Text segment →
◆ ◆ ◆ ◆ ◆

3.3. Nitrous oxide (N₂O)

Nitrous oxide emissions are exogenous, specified in Table N2O (emissions for the years 2301-3000 are equal to emissions in the year 2300). There is a single scenario only, based on IS92a (Leggett et al., 1992). The costs of emission reduction are quadratic. Table OC specifies the parameters, which are calibrated to USEPA (2003).

3.4. Sulfurhexafluoride (SF₆)

SF₆ emissions are linear in GDP and GDP per capita. Table SF6 gives the parameters. The numbers for 1990 and 1995 are estimated from IEA data (http://data.iea.org/ieastore/product.asp?dept_id=101&pf_id=305). There is no option to reduce SF₆ emissions.

3.5. Dynamic Biosphere

Emissions from the terrestrial biosphere follow

\[E_{t}^{B} = \beta\left( T_{t} - T_{2010} \right)\frac{B_{t}}{B_{\mathrm{\max}}} \tag{DB.1}\]

with

\[B_{t} = B_{t - 1} - E_{t - 1}^{B} \tag{DB.2}\]

where

The model is calibrated to the review of (Denman et al. 2007). Emissions from the terrestrial biosphere before the year 2010 are zero.

4. Atmosphere and climate

4.1. Concentrations

Methane, nitrous oxide and sulphur hexafluoride are taken up in the atmosphere, and then geometrically depleted:

\[C_{t} = C_{t - 1} + \alpha E_{t} - \beta\left( C_{t - 1} - C_{\text{pre}} \right) \tag{C.1}\]

where $C$ denotes concentration, $E$ emissions, $t$ year, and $\text{pre}$ pre-industrial. Table C displays the parameters $\alpha$ and $\beta$ for all gases. Parameters are taken from Forster et al. (2007).

◆ ◆ ◆ ◆ ◆

Source material →
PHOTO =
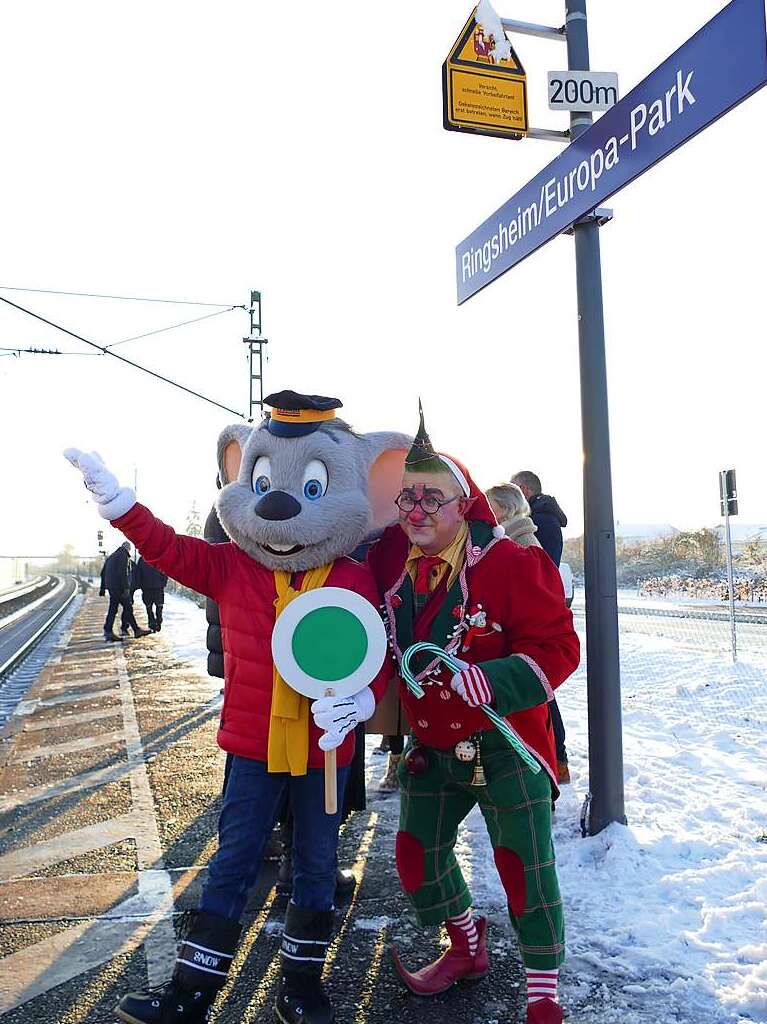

◆ ◆ ◆ ◆ ◆

What to work on →
a) Name every table that the climate model text refers to.
b) Repeat the passage of the climate model text starting at "Methane, nitrous oxide" and ending at "et al. (2007).", but swap "geometrically" for "exponentially".
c) Decide whether each statement agrees with the climate model text, and back each yes or no with the deciding words quoted from it. (i) There is a way to cut SF₆ emissions. (ii) Emissions from the terrestrial biosphere before 2010 are zero. (iii) The costs of cutting nitrous oxide emissions are linear.

Outputs for the tasks →
a) Table N2O, Table OC, Table SF6, Table C

b)
Methane, nitrous oxide and sulphur hexafluoride are taken up in the atmosphere, and then exponentially depleted:

\[C_{t} = C_{t - 1} + \alpha E_{t} - \beta\left( C_{t - 1} - C_{\text{pre}} \right) \tag{C.1}\]

where $C$ denotes concentration, $E$ emissions, $t$ year, and $\text{pre}$ pre-industrial. Table C displays the parameters $\alpha$ and $\beta$ for all gases. Parameters are taken from Forster et al. (2007).

c)
(i) No: "There is no option to reduce SF₆ emissions."
(ii) Yes: "Emissions from the terrestrial biosphere before the year 2010 are zero."
(iii) No: "The costs of emission reduction are quadratic."